Триест – город предчувствий. «В начале этого века мы все еще живем предчувствиями, и предчувствия эти лучше всего ощущаются именно в Триесте. Уже давно, еще до того, как идеи великого венского доктора проникли в итальянские научные круги, студенты, приезжавшие в Триест из Вены, донесли до нас откровение о новом способе проникновения в психологию человека», – так пишет А. Спиани в «Автопортрете из Триеста» (1963)[1].
Мы солидарны с антигероическими и антириторическими настроениями таких известных жителей Триеста, как Звево и Саба, и не соблюдаем здесь, в Триесте, обряд возвращения к истокам, ибо понимаем, что любое возвращение – это отдаление. Мы признаем внимание к истокам постоянным и формальным условием знания и лечения, и в этом смысле Триест открывает перед нами перспективы переосмысления нашей истории, так что – не вдаваясь в ложную риторику, которая замыкается сама на себе, – мы постараемся ответить на все животрепещущие вопросы.

Перечень материалов:
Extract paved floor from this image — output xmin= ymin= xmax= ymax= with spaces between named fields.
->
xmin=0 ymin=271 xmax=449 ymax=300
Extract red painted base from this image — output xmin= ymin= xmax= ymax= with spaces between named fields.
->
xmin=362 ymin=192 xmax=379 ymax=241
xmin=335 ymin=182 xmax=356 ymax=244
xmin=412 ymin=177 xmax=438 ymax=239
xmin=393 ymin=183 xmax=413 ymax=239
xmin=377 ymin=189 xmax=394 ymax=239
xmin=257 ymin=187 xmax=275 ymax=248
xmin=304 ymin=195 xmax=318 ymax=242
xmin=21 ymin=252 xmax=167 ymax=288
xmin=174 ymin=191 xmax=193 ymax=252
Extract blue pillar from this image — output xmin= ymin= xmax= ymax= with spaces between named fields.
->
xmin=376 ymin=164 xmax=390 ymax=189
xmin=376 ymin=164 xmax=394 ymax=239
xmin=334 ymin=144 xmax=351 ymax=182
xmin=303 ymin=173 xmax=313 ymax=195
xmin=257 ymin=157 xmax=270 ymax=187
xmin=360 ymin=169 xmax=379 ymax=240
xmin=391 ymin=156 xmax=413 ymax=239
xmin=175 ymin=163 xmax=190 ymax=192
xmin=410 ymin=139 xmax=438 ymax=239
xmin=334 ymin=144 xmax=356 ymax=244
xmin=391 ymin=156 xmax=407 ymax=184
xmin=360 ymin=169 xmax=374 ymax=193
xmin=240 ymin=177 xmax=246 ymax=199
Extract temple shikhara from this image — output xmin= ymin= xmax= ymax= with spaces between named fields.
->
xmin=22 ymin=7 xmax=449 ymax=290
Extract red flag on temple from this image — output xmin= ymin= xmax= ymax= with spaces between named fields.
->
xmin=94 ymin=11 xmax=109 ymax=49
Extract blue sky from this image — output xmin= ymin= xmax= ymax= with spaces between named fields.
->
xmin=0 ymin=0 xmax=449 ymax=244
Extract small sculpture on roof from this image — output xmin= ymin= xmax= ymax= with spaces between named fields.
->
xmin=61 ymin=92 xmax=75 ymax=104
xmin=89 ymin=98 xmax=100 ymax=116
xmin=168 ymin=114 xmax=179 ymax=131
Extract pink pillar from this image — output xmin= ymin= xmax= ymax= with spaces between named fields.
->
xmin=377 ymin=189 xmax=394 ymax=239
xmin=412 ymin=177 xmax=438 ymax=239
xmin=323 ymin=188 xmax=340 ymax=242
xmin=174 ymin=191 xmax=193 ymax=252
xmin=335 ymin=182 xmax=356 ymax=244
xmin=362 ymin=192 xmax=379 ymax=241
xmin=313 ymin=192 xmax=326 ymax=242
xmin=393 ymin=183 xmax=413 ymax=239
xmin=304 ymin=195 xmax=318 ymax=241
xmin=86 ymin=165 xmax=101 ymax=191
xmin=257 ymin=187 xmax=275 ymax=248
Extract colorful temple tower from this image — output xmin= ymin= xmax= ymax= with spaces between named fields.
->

Задания:
A – Каких известных жителей Триеста называет текст для разбора?
B – Выпишите из текста для разбора фрагмент от слов «Мы солидарны с» до слов «все животрепещущие вопросы.».

Ответы к заданиям:
A – Звево и Сабу.

B –
Мы солидарны с антигероическими и антириторическими настроениями таких известных жителей Триеста, как Звево и Саба, и не соблюдаем здесь, в Триесте, обряд возвращения к истокам, ибо понимаем, что любое возвращение – это отдаление. Мы признаем внимание к истокам постоянным и формальным условием знания и лечения, и в этом смысле Триест открывает перед нами перспективы переосмысления нашей истории, так что – не вдаваясь в ложную риторику, которая замыкается сама на себе, – мы постараемся ответить на все животрепещущие вопросы.